Written instruction a
According to the text on cold rolled steel sheets, what aging index value must steel sheets for press working not exceed?

::: Text extract

BACKGROUND ARTIn general, the cold rolled steel sheets for press forming which are used for outer plates of automobiles, gasoline tank and the like are required to be excellent in stretch formability, deep-drawability and aging resistance.
The lower the yield strength (YS) and the higher the elongation (EL) and the work hardening exponent (n value) as the material properties, the more excellent the stretch formability of the steel sheets.
The deep-drawability in the material properties is almost dominated by the Lankford value (r value). The higher the r value, the higher the limit of the deep-drawability.
On the other hand, it has been known that when there remain C,N in a solid solution state in the steel sheet, the trouble called "stretcher strain" occurs upon working of press forming due to aging at room temperature. This necessitates the aging resistance, which is ordinarily evaluated by using the aging index (AI). This index is represented by the difference between the yield strength at 7.5% preliminary strain and the yield strength after heat treatment of 100.degree. C..times.30 minutes. The steel sheets for use in press working are required to have the AI value of not more than 3 kg/mm.sup.2.
There have been heretofore proposed many processes of manufacturing the cold rolled steel sheets which are excellent in the above described stretch formability, deep-drawability, and aging resistance. For instance, there is a method of box annealing a low-carbon aluminum-killed steel having a carbon content of about 0.04% by weight (the amounts of the steel ingredients being hereinafter referred to briefly as "%"); and a method of box annealing or continuously annealing a steel sheet in which a carbonitride-forming element such as Ti, Nb or the like is added into the extremely low-carbon steel having a carbon content of not more than 0.1%.
However, these conventional processes have the common feature that the temperature (hereinafter referred to as "soaking temperature") at which steel slabs are uniformly heated prior to the hot rolling is extremely high near 1,200.degree. C.
The reason why the soaking temperature is so high is as follows: In the case of the low-carbon aluminum-killed steels, it is necessary to completely solid-solve AlN when soaking the steel slabs in order to obtain a high r value by the action of AlN precipitated upon box annealing after the cold rolling. Meanwhile, in the case of the extremely low-carbon steel to which are added Ti or Nb, since the Ar.sub.3 transformation point at which the austenite phase is transformed into the ferrite phase is extremely high near 900.degree. C., the hot roll-finishing temperature (FDT) must be high so as to avoid deterioration of the material properties due to the hot rolling at a temperature lower than the Ar.sub.3 transformation temperature.
But, for heating the steel slab at a high temperature of about 1,200.degree. C., a huge energy is not only required but also the higher soaking temperature decreases the yield of the steel slab (due to the surface oxidation), and further promotes the interior oxidization in the vicinity of the surface of the steel slab, so that such a method has the drawback that the trouble such as the surface defect, the surface hardening and the like frequently occur.
As mentioned above, the heating of the steel slab at high temperature leads to not only the consumption of much energy but also the surface defect and therefore there is strongly desired to establish the process of manufacturing the cold rolled steel sheets which lowers the soaking temperature of the steel slab and gives the excellent press-formability.

::::::
::: Dataset

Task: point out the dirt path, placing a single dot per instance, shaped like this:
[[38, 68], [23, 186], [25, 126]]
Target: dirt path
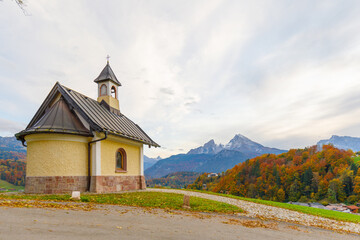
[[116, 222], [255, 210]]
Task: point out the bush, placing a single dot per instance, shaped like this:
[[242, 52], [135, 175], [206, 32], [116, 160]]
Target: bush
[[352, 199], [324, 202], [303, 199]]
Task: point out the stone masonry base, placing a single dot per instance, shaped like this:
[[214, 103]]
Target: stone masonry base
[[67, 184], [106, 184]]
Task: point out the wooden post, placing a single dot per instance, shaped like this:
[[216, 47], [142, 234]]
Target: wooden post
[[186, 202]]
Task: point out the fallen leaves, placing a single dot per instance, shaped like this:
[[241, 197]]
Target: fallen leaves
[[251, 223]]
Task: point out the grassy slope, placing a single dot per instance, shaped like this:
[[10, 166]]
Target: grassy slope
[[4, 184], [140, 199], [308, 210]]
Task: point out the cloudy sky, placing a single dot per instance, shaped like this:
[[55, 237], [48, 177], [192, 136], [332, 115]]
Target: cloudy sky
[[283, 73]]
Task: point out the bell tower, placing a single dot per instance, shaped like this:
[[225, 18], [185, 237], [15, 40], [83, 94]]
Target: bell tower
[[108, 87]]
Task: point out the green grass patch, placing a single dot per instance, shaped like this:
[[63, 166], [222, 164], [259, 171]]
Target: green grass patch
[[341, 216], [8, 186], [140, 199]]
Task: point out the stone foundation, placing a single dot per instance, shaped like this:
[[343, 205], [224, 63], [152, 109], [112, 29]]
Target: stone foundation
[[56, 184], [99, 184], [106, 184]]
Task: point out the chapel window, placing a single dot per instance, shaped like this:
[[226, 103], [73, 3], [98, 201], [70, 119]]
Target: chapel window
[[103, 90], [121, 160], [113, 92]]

::::::

Written instruction b
In the rows from the line with "Task: point out the cloudy" to the line with "[[108, 87]]", swap "bell tower" for "church steeple" and leave everything else unchanged. Give only those lines.

Exercise response a
3 kg/mm².

Exercise response b
Task: point out the cloudy sky, placing a single dot per instance, shaped like this:
[[55, 237], [48, 177], [192, 136], [332, 115]]
Target: cloudy sky
[[283, 73]]
Task: point out the church steeple, placing a single dot per instance, shaped like this:
[[225, 18], [185, 237], [15, 40], [83, 94]]
Target: church steeple
[[108, 87]]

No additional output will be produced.